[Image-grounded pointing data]
+++

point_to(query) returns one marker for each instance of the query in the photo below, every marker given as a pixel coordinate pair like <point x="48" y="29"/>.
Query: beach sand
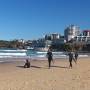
<point x="14" y="77"/>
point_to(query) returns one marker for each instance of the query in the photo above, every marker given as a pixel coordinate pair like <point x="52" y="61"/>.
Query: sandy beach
<point x="14" y="77"/>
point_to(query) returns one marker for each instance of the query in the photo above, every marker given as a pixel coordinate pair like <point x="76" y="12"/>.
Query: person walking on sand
<point x="70" y="59"/>
<point x="27" y="64"/>
<point x="50" y="57"/>
<point x="76" y="56"/>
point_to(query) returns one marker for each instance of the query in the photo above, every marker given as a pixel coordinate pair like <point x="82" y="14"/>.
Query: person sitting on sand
<point x="27" y="64"/>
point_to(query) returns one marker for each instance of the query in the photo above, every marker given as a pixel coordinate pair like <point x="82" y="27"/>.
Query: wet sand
<point x="14" y="77"/>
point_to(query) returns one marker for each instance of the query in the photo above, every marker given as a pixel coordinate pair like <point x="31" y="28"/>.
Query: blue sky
<point x="31" y="19"/>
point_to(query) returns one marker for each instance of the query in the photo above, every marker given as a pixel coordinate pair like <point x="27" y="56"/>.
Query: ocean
<point x="17" y="54"/>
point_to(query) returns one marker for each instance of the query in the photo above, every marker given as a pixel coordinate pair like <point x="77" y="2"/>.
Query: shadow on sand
<point x="43" y="67"/>
<point x="30" y="66"/>
<point x="59" y="66"/>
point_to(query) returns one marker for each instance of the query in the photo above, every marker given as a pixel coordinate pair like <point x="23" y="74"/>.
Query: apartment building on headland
<point x="71" y="31"/>
<point x="56" y="40"/>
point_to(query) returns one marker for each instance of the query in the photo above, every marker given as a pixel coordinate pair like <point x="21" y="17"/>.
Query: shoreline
<point x="59" y="77"/>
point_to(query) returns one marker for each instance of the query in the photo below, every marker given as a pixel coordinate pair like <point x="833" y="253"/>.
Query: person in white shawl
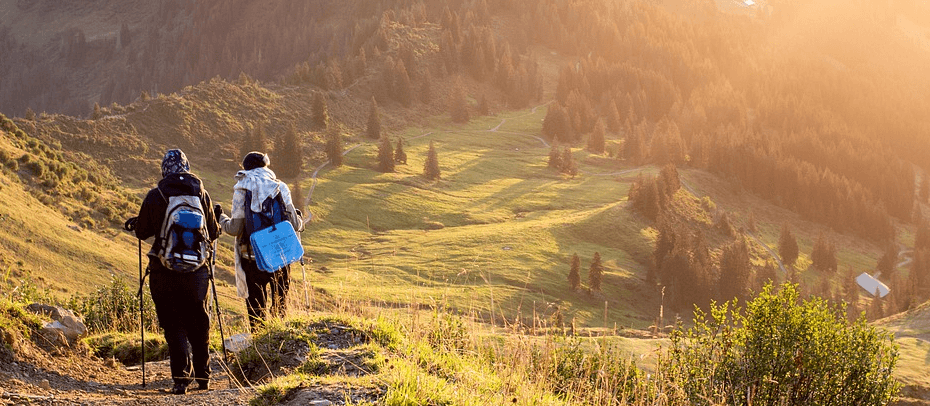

+++

• [Task objective]:
Please output each line above exactly and omit all images.

• [Output of the task]:
point_to(query) returns one marker for each instance of the query in the photo below, every marker given as a pixel coordinate pair like <point x="48" y="29"/>.
Query: beach sand
<point x="14" y="77"/>
point_to(query) returns one marker for each instance of the query in the photo above, every marker given as a pixel coordinate pair like <point x="52" y="61"/>.
Query: sandy beach
<point x="14" y="77"/>
point_to(query) returns one marker for each instance of the query in the photo above, every marker given as a pixel coordinate pair like <point x="76" y="12"/>.
Query: person walking on sand
<point x="70" y="59"/>
<point x="27" y="64"/>
<point x="50" y="57"/>
<point x="76" y="56"/>
point_to(query) returns one marker for each instance of the query in the photo above, every marker given as a pixel coordinate pair like <point x="82" y="14"/>.
Query: person sitting on sand
<point x="27" y="64"/>
point_to(query) returns one marker for each instance of the query in the photo above, every marker given as a pixel coordinate pair like <point x="82" y="27"/>.
Query: wet sand
<point x="14" y="77"/>
point_to(query) returns one marker for each instance of the query in the photo above, every marker given as a pixel coordinate pair like <point x="31" y="28"/>.
Query: blue sky
<point x="31" y="19"/>
point_to(query) returns one marker for each instance of the query in the photo above, every marker given as a pixel coordinate pair like <point x="27" y="56"/>.
Query: ocean
<point x="17" y="54"/>
point_to(query) returns one marker for each instance of the query in the photo above, every marker given as a pixel coordinate pair like <point x="77" y="2"/>.
Query: shadow on sand
<point x="43" y="67"/>
<point x="30" y="66"/>
<point x="59" y="66"/>
point_to(query) returns one marker for each instance of the query in the photo above, every marker given as a pixel coordinate pair like <point x="23" y="74"/>.
Query: apartment building on headland
<point x="71" y="31"/>
<point x="56" y="40"/>
point_to(query) returns one marker for each instance of the query in the photo above, every marker given as a pixel coordinate pair like <point x="21" y="17"/>.
Query: shoreline
<point x="59" y="77"/>
point_to(query) returns one marker for each instance of the query in the photo below, every marker given as a pixel coordinate pair like <point x="833" y="253"/>.
Query: person in white shawl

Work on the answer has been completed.